課題: アギオス・ディミトリオス聖堂の文章について、「この町って、東西に走る道が、」から「聖人のレリックが納められた。」までをすべて書き出してください。その際、「浴場」は「公衆浴場」に差し替えてください。

抜粋本文:
◇ ◇ ◇ ◇ ◇

そして、地図を見ると、特に新市街っぽい辺りは、道も単純に見えるのですが、そうでもないんです。

この町って、東西に走る道が、キモで、結構幅広の大通りが並んでいるんですが、それぞれの道の間は、小路で、結構斜めっていたりごちゃごちゃしてて、意外と迷うんです。
そんな感じで訪ねたのですが、いや、びっくりしました。一大観光地状態を呈していたんです。

アギオス・ディミトリオス聖堂Agios Dimitrios/Basilica of St Demetriusです。
上の写真では、そうも見えないと思いますが、実際は教会周辺、内部もすごい数の人がうろうろしてたんです。これまで訪ねた場所が、基本無人状態だったので、衝撃的にびっくりでした。その上、見た感じ、明らかに新しいし、何がこれほど人々を引き付けるのか、わけわからないですよね。
なぜ新しいのか、という歴史を簡単に読んでみると、以下となっています。
「元々ローマ時代の浴場があった場所で、伝説によれば、ローマの役人だったデメトリアスが逮捕されて、迫害時代に牢につながれ、そこで殺され殉教した場所。彼の遺骸は、キリスト教信者によって秘密裏に保管され、その後313年に、浴場跡の一部に、小さな礼拝堂が建てられた。5世紀になって、同じ場所に大きなバジリカが建てられ、そこに聖人の墓が移された。それは、中央身廊のチボリオの場所。オリジナルの銀のチボリオは、後代に大理石のものに代替され、石棺、聖人のレリックが納められた。

◇ ◇ ◇ ◇ ◇

データ部:
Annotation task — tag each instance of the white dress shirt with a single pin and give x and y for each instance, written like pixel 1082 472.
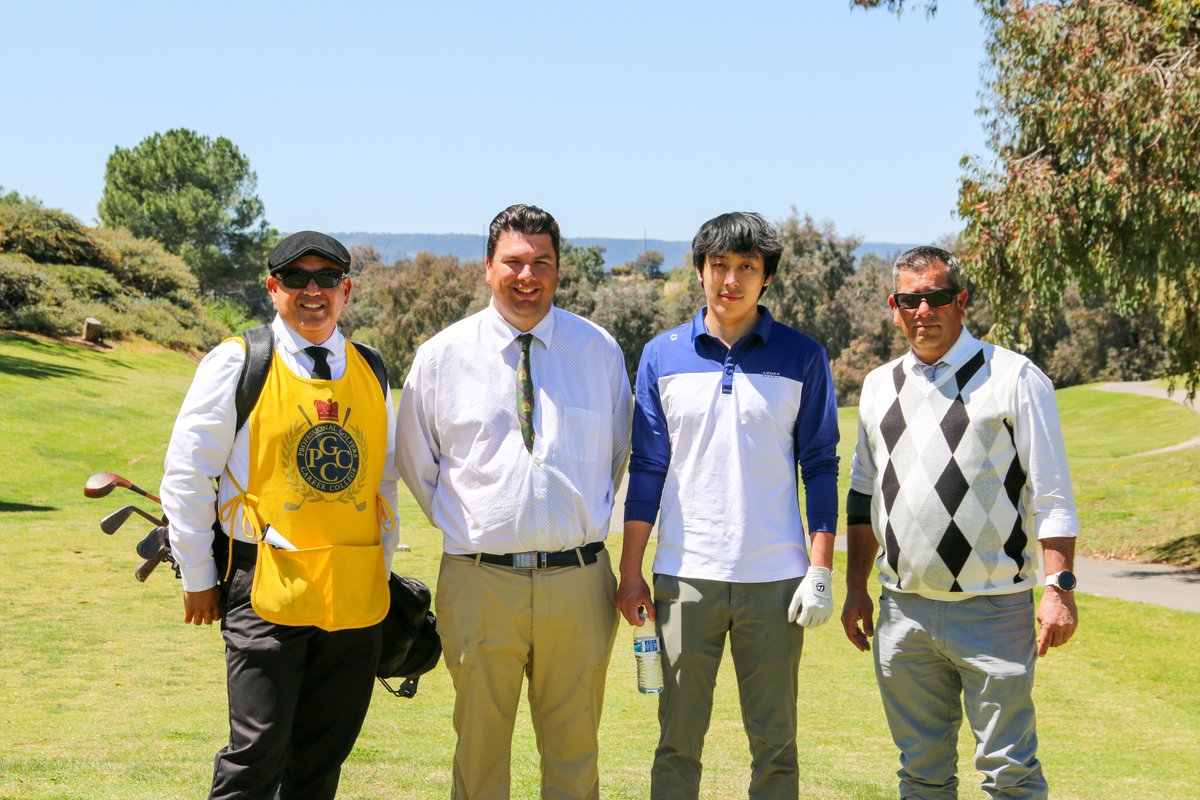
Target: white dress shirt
pixel 203 444
pixel 460 449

◇ ◇ ◇ ◇ ◇

解答例:
この町って、東西に走る道が、キモで、結構幅広の大通りが並んでいるんですが、それぞれの道の間は、小路で、結構斜めっていたりごちゃごちゃしてて、意外と迷うんです。
そんな感じで訪ねたのですが、いや、びっくりしました。一大観光地状態を呈していたんです。

アギオス・ディミトリオス聖堂Agios Dimitrios/Basilica of St Demetriusです。
上の写真では、そうも見えないと思いますが、実際は教会周辺、内部もすごい数の人がうろうろしてたんです。これまで訪ねた場所が、基本無人状態だったので、衝撃的にびっくりでした。その上、見た感じ、明らかに新しいし、何がこれほど人々を引き付けるのか、わけわからないですよね。
なぜ新しいのか、という歴史を簡単に読んでみると、以下となっています。
「元々ローマ時代の公衆浴場があった場所で、伝説によれば、ローマの役人だったデメトリアスが逮捕されて、迫害時代に牢につながれ、そこで殺され殉教した場所。彼の遺骸は、キリスト教信者によって秘密裏に保管され、その後313年に、公衆浴場跡の一部に、小さな礼拝堂が建てられた。5世紀になって、同じ場所に大きなバジリカが建てられ、そこに聖人の墓が移された。それは、中央身廊のチボリオの場所。オリジナルの銀のチボリオは、後代に大理石のものに代替され、石棺、聖人のレリックが納められた。